_WORK INSTRUCTIONS_
Copy out the stretch of the records from the line containing "In this photo, point at the forked" through the end of the records, with both ends included and each line character for character.

-------- INPUT ROWS

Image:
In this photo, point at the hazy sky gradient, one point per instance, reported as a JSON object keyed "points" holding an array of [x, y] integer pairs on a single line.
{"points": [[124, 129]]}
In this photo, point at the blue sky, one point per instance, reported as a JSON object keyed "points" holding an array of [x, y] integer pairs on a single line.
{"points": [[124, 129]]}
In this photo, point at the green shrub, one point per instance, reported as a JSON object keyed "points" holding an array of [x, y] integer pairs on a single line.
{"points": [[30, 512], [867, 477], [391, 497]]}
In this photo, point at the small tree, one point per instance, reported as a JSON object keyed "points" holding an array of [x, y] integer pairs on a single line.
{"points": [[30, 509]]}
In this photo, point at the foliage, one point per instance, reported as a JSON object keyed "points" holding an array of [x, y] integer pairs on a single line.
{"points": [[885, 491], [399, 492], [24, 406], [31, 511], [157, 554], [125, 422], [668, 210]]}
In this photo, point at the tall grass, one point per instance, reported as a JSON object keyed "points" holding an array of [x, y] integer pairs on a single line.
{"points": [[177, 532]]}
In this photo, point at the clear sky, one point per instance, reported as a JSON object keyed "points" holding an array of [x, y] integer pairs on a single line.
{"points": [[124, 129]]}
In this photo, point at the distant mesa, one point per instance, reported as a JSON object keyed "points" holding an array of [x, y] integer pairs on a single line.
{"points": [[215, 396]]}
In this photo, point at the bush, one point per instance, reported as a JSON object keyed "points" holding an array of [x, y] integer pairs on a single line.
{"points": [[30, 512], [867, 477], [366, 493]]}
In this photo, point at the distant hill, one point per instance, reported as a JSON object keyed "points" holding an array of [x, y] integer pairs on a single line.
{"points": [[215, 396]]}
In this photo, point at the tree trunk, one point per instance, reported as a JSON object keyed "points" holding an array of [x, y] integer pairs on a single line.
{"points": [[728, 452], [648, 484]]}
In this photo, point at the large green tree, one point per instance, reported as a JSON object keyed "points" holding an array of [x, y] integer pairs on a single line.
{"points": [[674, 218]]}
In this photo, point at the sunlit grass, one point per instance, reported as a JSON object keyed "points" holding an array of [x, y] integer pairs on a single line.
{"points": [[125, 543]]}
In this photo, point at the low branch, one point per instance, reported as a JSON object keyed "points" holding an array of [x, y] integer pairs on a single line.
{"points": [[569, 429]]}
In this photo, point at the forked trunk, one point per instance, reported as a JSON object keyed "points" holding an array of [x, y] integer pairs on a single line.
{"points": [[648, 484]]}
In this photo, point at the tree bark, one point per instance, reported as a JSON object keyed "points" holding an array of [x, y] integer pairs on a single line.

----------------

_RESULT BELOW_
In this photo, point at the forked trunk, one point per instance, reported as a JSON object keyed "points" holding an array of [x, y] integer pairs on a single line.
{"points": [[648, 484]]}
In this photo, point at the tree bark, one point per instance, reported as a JSON object keyed "points" holding an array of [x, y] integer pairs on a single line.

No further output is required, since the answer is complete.